At about the same time, the first “library board” was established, in a loose affiliation with the city council, and discussions began in earnest for a free-standing, self-sustaining library on another central site. Several were suggested, but none had suitable “prominence”, and those that did were beyond the budget — until the tragic Masonic Lodge fire of New Year’s Eve 1911. Before the smoldering ruins cooled, what may have been the ideal site was suddenly open, a gift from the A.F. & A.M. Lodge “…in the interest of Civic Virtue.”
The next installment of the story will outline the planning process for the new library: developing a professional program within budgetary constraints; interviewing architects; and the actual construction process which yielded the building we enjoyed for fifty-five years.
Sully
“The eye should learn to listen before it looks.”
―
Agincourt has needed a photographer almost from the beginning. And try as I might to interest an actual photographer in helping create one, none were forthcoming. In one case, I got the impression he was offended. Ah, well.

━━━━━━

WHAT IS REQUIRED | Reproduce the library history text between "At about the" and "for fifty-five years.", inclusive.

━━━━━━

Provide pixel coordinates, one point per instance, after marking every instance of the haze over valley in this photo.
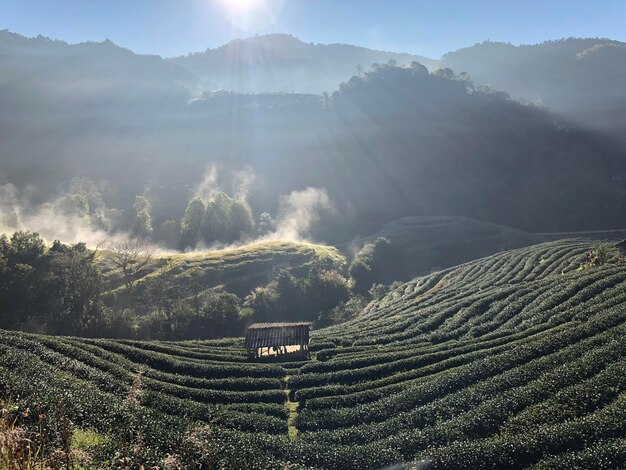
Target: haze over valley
(271, 234)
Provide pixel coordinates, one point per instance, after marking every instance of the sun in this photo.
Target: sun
(251, 15)
(240, 6)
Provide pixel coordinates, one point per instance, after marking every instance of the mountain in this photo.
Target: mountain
(394, 142)
(580, 78)
(283, 63)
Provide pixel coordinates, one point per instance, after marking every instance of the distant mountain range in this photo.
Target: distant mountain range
(283, 63)
(584, 79)
(394, 140)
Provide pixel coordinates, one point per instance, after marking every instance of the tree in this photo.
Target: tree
(192, 222)
(77, 284)
(142, 222)
(131, 257)
(265, 224)
(242, 222)
(217, 224)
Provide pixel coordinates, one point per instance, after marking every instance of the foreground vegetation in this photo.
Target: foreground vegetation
(512, 361)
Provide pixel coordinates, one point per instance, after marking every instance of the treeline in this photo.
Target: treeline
(222, 219)
(60, 289)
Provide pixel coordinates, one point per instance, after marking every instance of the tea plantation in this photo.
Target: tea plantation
(517, 360)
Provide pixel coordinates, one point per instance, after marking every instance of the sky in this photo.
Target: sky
(426, 27)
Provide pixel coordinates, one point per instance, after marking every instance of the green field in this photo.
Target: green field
(517, 360)
(239, 269)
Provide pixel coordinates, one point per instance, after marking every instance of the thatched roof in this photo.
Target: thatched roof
(265, 335)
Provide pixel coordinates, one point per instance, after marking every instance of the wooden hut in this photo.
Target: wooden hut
(269, 339)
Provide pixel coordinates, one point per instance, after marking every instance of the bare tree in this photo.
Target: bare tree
(131, 257)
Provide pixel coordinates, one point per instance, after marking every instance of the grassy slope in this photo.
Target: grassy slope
(516, 360)
(238, 269)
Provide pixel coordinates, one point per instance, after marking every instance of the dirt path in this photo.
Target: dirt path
(292, 409)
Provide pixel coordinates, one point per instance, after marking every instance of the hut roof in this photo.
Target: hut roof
(264, 335)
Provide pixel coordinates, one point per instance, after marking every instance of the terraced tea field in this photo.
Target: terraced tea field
(517, 360)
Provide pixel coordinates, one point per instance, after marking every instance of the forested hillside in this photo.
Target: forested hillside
(392, 142)
(579, 78)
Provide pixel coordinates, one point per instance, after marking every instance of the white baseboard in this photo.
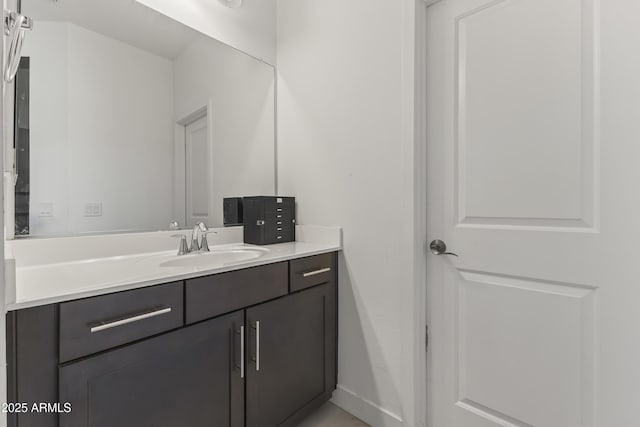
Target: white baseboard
(366, 410)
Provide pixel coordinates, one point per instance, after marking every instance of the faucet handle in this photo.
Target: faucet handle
(184, 248)
(204, 245)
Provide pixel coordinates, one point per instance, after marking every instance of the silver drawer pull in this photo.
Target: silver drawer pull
(132, 319)
(315, 272)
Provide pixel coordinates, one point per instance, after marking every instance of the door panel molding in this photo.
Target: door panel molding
(534, 163)
(534, 336)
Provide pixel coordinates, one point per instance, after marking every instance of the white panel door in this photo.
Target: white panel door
(533, 161)
(198, 172)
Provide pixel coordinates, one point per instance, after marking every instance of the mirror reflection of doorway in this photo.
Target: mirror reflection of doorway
(21, 147)
(197, 170)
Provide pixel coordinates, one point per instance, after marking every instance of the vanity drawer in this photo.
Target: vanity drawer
(94, 324)
(311, 271)
(212, 296)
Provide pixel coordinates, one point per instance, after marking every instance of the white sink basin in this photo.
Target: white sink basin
(216, 258)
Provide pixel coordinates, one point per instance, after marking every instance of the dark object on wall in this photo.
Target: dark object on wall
(269, 219)
(232, 211)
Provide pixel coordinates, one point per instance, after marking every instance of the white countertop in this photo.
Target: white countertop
(47, 271)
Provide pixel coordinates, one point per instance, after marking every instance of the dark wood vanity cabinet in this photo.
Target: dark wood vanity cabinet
(182, 354)
(188, 377)
(292, 350)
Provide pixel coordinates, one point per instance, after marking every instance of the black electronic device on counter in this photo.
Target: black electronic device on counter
(269, 219)
(232, 211)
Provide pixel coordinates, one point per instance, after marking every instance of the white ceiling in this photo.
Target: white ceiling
(124, 20)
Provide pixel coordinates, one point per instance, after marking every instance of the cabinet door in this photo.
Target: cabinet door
(190, 377)
(292, 348)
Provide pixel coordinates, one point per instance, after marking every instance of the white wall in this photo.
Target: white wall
(250, 28)
(240, 92)
(100, 132)
(346, 151)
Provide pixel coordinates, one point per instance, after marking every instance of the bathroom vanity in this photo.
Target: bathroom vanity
(252, 346)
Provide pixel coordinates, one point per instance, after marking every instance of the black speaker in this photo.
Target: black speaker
(232, 213)
(269, 219)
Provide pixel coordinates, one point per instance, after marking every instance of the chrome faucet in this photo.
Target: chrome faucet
(201, 229)
(201, 245)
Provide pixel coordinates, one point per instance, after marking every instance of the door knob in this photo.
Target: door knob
(438, 247)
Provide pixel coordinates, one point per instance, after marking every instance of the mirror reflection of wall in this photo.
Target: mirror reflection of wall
(134, 120)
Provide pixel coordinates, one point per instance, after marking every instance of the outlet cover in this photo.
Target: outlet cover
(92, 209)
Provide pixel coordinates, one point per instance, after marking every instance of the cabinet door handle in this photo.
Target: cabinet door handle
(316, 272)
(137, 318)
(257, 358)
(242, 351)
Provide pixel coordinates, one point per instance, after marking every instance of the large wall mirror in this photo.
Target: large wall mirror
(126, 120)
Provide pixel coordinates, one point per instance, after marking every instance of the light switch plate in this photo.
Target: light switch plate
(45, 209)
(92, 209)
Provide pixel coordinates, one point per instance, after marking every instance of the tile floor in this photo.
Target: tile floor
(331, 416)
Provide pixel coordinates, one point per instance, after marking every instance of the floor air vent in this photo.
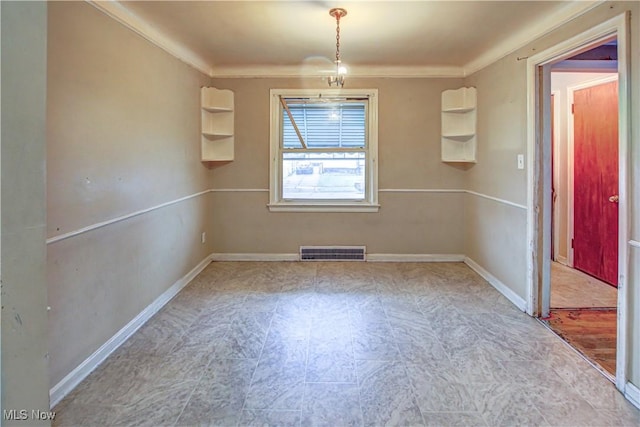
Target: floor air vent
(332, 253)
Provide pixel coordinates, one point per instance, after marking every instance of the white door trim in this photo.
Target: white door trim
(538, 173)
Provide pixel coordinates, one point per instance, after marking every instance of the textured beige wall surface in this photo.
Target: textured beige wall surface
(502, 89)
(122, 136)
(24, 295)
(409, 158)
(406, 224)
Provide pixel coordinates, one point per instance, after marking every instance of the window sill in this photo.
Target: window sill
(322, 207)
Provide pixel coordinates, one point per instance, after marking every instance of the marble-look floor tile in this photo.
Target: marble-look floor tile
(276, 386)
(453, 419)
(219, 396)
(436, 391)
(386, 396)
(71, 414)
(323, 367)
(297, 344)
(331, 405)
(157, 405)
(506, 405)
(261, 418)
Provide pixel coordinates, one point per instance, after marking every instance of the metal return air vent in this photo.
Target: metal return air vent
(332, 253)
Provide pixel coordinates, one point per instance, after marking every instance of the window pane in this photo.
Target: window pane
(327, 175)
(325, 125)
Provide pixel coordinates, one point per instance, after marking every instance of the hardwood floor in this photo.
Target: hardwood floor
(590, 331)
(583, 313)
(572, 288)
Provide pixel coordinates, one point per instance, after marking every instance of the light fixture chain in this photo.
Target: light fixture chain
(337, 37)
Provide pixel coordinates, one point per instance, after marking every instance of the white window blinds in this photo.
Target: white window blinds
(325, 125)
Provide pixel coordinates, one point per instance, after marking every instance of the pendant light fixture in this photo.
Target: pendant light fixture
(338, 78)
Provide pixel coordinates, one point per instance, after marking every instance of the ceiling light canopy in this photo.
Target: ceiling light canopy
(338, 78)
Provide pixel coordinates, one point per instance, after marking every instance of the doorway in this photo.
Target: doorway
(540, 202)
(584, 140)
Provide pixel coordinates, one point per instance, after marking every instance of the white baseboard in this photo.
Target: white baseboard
(501, 287)
(415, 257)
(68, 383)
(254, 257)
(369, 257)
(632, 393)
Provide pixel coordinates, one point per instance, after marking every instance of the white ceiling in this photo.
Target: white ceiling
(253, 38)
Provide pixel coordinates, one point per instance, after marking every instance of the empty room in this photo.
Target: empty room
(320, 213)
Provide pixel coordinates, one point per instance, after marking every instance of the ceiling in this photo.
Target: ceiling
(254, 38)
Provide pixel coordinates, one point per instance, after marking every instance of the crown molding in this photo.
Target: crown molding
(121, 14)
(373, 71)
(118, 12)
(529, 34)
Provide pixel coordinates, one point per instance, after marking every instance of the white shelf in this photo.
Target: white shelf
(458, 133)
(217, 109)
(458, 110)
(217, 126)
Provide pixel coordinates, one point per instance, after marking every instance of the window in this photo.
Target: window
(324, 150)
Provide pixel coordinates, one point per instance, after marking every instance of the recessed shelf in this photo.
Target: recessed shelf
(458, 133)
(458, 110)
(217, 125)
(212, 136)
(462, 136)
(217, 109)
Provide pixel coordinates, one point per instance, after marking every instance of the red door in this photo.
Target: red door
(595, 191)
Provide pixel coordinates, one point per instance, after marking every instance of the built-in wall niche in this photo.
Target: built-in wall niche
(217, 124)
(459, 119)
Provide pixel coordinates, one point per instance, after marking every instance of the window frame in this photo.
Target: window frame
(370, 201)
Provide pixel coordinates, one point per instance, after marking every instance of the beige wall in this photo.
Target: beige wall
(502, 119)
(22, 260)
(409, 158)
(123, 136)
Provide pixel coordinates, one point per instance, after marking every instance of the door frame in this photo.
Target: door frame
(571, 154)
(539, 173)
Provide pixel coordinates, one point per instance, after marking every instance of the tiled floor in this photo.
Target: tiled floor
(344, 344)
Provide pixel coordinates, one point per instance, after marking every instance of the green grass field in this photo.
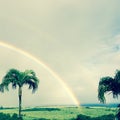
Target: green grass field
(60, 113)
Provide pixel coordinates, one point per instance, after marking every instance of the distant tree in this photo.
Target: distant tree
(17, 78)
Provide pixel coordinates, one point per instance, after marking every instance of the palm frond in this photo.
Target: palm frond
(106, 84)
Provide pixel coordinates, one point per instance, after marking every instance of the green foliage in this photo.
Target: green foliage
(104, 117)
(62, 113)
(41, 109)
(109, 84)
(8, 117)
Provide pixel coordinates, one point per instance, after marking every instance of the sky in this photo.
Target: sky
(78, 40)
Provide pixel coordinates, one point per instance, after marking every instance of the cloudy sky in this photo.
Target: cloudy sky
(78, 40)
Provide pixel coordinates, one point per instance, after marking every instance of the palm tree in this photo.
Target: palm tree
(17, 78)
(109, 85)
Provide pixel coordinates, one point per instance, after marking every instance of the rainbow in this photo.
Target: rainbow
(55, 75)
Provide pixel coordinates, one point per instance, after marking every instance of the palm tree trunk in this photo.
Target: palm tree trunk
(20, 100)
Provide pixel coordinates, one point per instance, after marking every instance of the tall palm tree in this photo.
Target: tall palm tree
(109, 85)
(17, 78)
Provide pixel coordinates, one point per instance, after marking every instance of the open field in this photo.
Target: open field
(60, 113)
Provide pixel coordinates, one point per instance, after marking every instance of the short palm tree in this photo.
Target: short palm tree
(17, 78)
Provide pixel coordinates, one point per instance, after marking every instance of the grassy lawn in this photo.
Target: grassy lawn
(61, 113)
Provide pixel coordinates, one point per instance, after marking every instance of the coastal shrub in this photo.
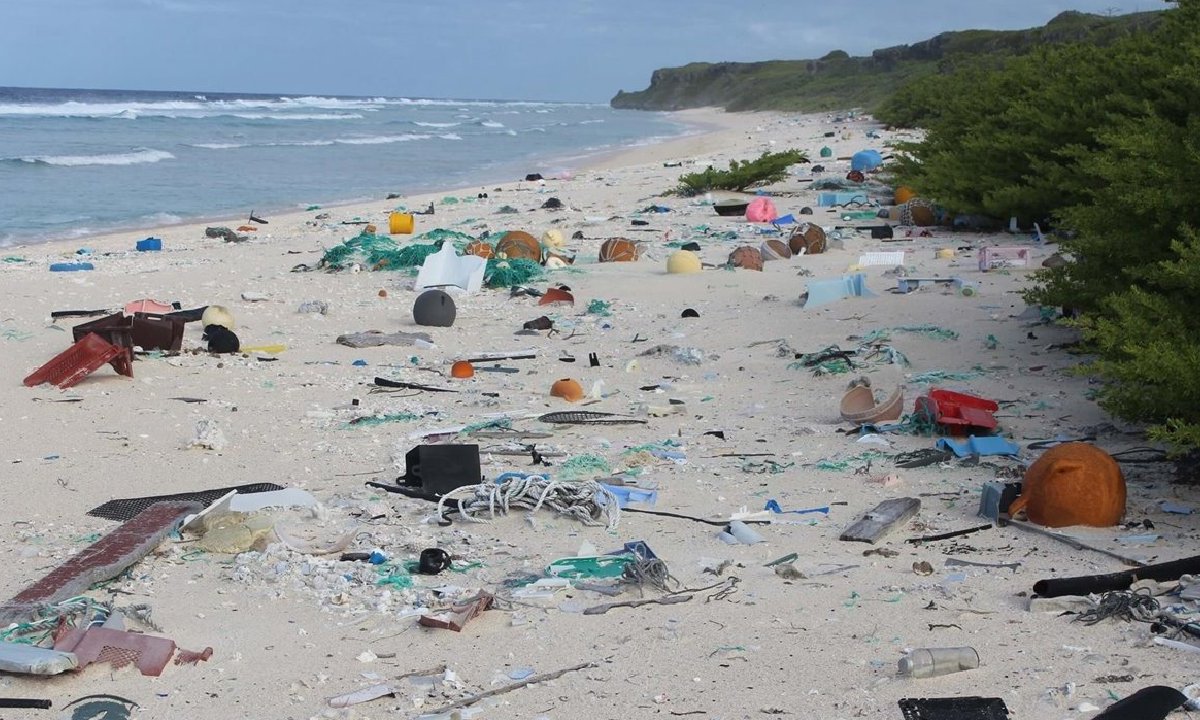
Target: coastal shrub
(1135, 250)
(769, 167)
(1006, 143)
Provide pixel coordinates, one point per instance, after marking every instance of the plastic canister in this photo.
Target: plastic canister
(931, 663)
(400, 223)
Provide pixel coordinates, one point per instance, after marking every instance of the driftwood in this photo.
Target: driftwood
(882, 520)
(607, 606)
(534, 679)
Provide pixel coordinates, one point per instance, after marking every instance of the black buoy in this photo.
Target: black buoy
(435, 309)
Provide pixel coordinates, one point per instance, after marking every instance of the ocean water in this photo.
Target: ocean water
(78, 162)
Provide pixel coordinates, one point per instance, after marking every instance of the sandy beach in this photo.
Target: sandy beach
(733, 425)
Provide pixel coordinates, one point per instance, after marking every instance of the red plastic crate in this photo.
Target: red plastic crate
(81, 360)
(145, 330)
(958, 411)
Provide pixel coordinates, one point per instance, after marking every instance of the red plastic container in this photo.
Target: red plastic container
(81, 360)
(958, 412)
(145, 330)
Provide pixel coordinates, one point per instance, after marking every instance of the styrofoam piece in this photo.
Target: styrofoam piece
(448, 268)
(742, 533)
(193, 523)
(289, 497)
(23, 659)
(881, 258)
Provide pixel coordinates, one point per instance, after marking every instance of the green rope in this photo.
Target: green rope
(582, 466)
(931, 331)
(599, 307)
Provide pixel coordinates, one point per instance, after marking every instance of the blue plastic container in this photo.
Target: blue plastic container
(71, 267)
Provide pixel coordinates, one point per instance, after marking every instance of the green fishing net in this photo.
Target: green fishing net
(377, 252)
(507, 274)
(930, 331)
(439, 235)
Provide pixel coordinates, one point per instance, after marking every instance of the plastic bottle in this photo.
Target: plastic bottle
(931, 663)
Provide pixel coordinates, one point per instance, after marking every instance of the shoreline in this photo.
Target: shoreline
(695, 124)
(727, 419)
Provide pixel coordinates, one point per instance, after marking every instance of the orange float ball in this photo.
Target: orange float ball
(568, 389)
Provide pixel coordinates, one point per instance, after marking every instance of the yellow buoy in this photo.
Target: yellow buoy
(400, 223)
(904, 193)
(683, 262)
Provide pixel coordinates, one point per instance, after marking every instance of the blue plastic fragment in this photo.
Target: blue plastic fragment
(71, 267)
(978, 445)
(627, 495)
(773, 505)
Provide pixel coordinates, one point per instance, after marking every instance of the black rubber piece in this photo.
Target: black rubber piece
(1116, 581)
(1149, 703)
(129, 508)
(954, 708)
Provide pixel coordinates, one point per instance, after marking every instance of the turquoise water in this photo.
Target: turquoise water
(78, 162)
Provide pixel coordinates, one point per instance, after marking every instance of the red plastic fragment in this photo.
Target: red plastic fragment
(957, 412)
(150, 654)
(192, 657)
(460, 613)
(81, 360)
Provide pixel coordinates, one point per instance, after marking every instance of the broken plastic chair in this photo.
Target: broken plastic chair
(1012, 256)
(823, 292)
(447, 268)
(81, 360)
(858, 405)
(907, 285)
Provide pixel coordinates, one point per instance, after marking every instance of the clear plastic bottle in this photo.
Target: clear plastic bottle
(931, 663)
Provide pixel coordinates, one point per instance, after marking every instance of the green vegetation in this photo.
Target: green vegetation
(1103, 143)
(839, 81)
(771, 167)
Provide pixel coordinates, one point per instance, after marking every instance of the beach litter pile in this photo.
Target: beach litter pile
(738, 435)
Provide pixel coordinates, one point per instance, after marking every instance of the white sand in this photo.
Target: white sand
(821, 647)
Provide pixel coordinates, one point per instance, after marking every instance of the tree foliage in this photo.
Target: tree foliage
(769, 167)
(1103, 143)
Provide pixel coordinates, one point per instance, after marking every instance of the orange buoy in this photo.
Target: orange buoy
(520, 245)
(556, 295)
(748, 258)
(618, 250)
(807, 239)
(480, 249)
(568, 389)
(774, 250)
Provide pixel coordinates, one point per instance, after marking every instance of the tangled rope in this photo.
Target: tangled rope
(588, 502)
(653, 571)
(1126, 605)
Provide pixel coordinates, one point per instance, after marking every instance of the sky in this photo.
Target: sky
(569, 51)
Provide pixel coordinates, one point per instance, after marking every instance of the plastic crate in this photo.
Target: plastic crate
(82, 359)
(958, 412)
(144, 330)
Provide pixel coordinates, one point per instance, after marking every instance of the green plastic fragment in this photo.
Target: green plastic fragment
(589, 568)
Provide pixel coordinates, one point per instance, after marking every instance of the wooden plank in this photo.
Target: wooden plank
(882, 520)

━━━━━━

PROBLEM SOLUTION |
At about the same time, the first “library board” was established, in a loose affiliation with the city council, and discussions began in earnest for a free-standing, self-sustaining library on another central site. Several were suggested, but none had suitable “prominence”, and those that did were beyond the budget — until the tragic Masonic Lodge fire of New Year’s Eve 1911. Before the smoldering ruins cooled, what may have been the ideal site was suddenly open, a gift from the A.F. & A.M. Lodge “…in the interest of Civic Virtue.”
The next installment of the story will outline the planning process for the new library: developing a professional program within budgetary constraints; interviewing architects; and the actual construction process which yielded the building we enjoyed for fifty-five years.